━━ Teks yang Diberikan ━━

(The Wonderfull World)

gr

.

RSS

AL-FARUQI DAN ISLAMISASI ILMU PENGETAHUAN


‘Al-Faruqi dan Islamisasi Ilmu Pengetahuan’. 
Biografi
Ismail Raji al-Faruqi lahir pada tanggal 1 Januari 1921 di Jaffa, Palestina. Ia memulai pendidikannya di College de Freres Libanon, dan pada tahun 1941 melanjutkan pendidikannya ke America University, Beirut, mengambil jurusan Filsafat.
Dan pada universitas ini lah ia mendapatkan gelar sarjananya pada usia 20 tahun, setelah itu dia bekerja sebagai pegawai pemerintahan Palestina dibawah mandat Inggris selama empat tahun dan ia juga pernah menjadi gubernur di daerah Galilie yang kemudian jatuh ke tangan Inggris pada tahun 1947. Setelah kejadian tersebut, tahun berikutnya Al-Faruqi memutuskan pindah ke Amerika Serikat dan melanjutkan studinya di sana.
Setahun di Amerika, al-Faruqi melanjutkan studinya di Universitas Indiana sampai meraih gelar master dalam bidang filsafat, tahun 1949. Dua tahun kemudian ia meraih gelar master kedua dalam bidang yang sama dari Universitas Harvard. Puncaknya, tahun 1952, al-Faruqi meraih gelar doktor dari Universitas Indiana, dengan disertasi berjudul On Justifying the Gold: Metaphysic and Epistemology of Value (tentang pembenaran Tuhan, Metafisika dan Epistemologi Nilai). Setelah mencapai semuanya ia belum merasa puas sehingga ia pergi ke Mesir untuk lebih mendalami ilmu-ilmu keislaman di Universitas Al-Azhar, Kairo.
Sekembalinya dari Mesir tahun 1959, al-Faruqi mengajar di McGill, Montreal, Kanada, seraya mempelajari Yudaisme dan Kristen secara intensif. Namun, dua tahun kemudian,1961, ia pindah ke karachi, Pakistan, untuk mengambil bagian dari kegiatan Central Institute for Islamic Research (CIIR) dan jurnalnya, Islamic Studies. Dua tahun di Pakistan, tahun 1963, Al-Faruqi kembali ke Amerika dan mengajar di School of Devinity, Universitas Chicago, sambil melakukan kajian keislaman di Universitas Syracuse, New York. Selanjutnya tahun 1968, ia pindah dan menjadi guru besar pemikiran dan kebudayaan Islam pada Temple University, Philadelphia. Di sini ia mendirikan departemen Islamic Studies sekaligus memimpinnya hingga akhir hayatnya pada tanggal 27 Mei 1986.

━━━
━━ Data Tersimpan ━━

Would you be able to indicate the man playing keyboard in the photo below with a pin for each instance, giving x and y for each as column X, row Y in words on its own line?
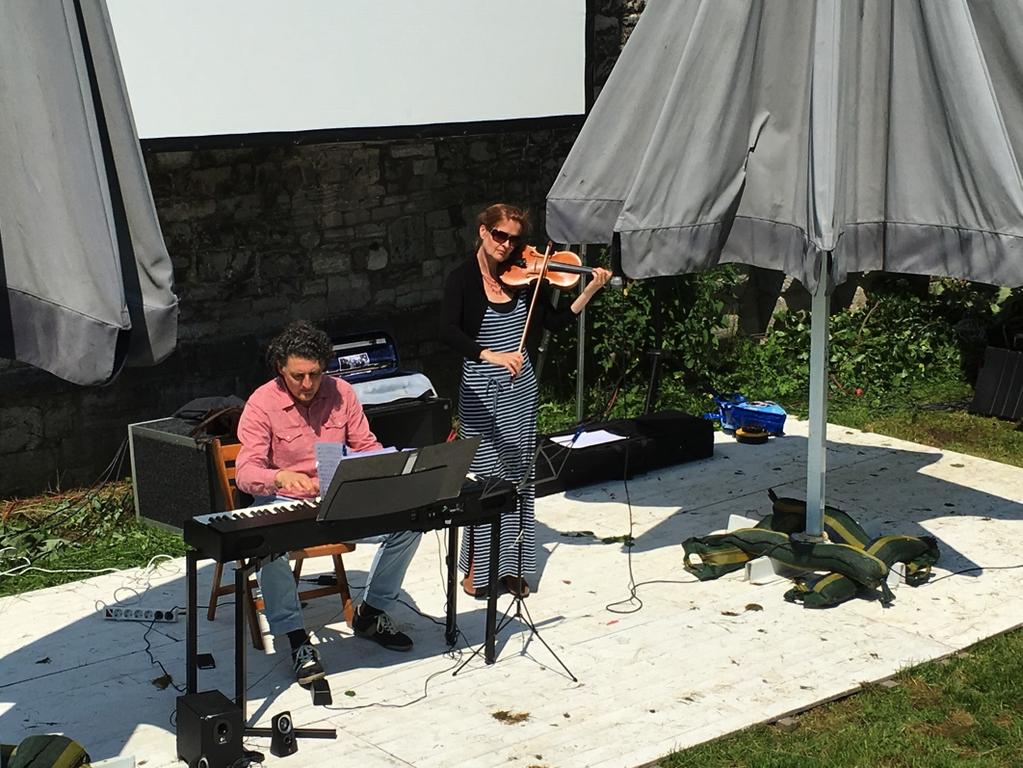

━━━

• [Sasaran Tugas]:
1) Salin bagian teks tentang al-Faruqi dari "Setahun di Amerika, al-Faruqi" sampai "Universitas Al-Azhar, Kairo.".
2) Tentukan apakah setiap pernyataan berikut sesuai dengan teks tentang al-Faruqi. Jawab ya atau tidak, lalu kutip kata-kata dalam teks yang menjadi penentunya. (a) Al-Faruqi lahir di Jaffa, Palestina. (b) Al-Faruqi meraih gelar doktor dari Universitas Harvard. (c) Al-Faruqi pindah ke Temple University, Philadelphia, pada tahun 1968.

• [Daftar Jawaban]:
1)
Setahun di Amerika, al-Faruqi melanjutkan studinya di Universitas Indiana sampai meraih gelar master dalam bidang filsafat, tahun 1949. Dua tahun kemudian ia meraih gelar master kedua dalam bidang yang sama dari Universitas Harvard. Puncaknya, tahun 1952, al-Faruqi meraih gelar doktor dari Universitas Indiana, dengan disertasi berjudul On Justifying the Gold: Metaphysic and Epistemology of Value (tentang pembenaran Tuhan, Metafisika dan Epistemologi Nilai). Setelah mencapai semuanya ia belum merasa puas sehingga ia pergi ke Mesir untuk lebih mendalami ilmu-ilmu keislaman di Universitas Al-Azhar, Kairo.

2)
(a) Ya: "lahir pada tanggal 1 Januari 1921 di Jaffa, Palestina".
(b) Tidak: "tahun 1952, al-Faruqi meraih gelar doktor dari Universitas Indiana".
(c) Ya: "tahun 1968, ia pindah dan menjadi guru besar pemikiran dan kebudayaan Islam pada Temple University, Philadelphia".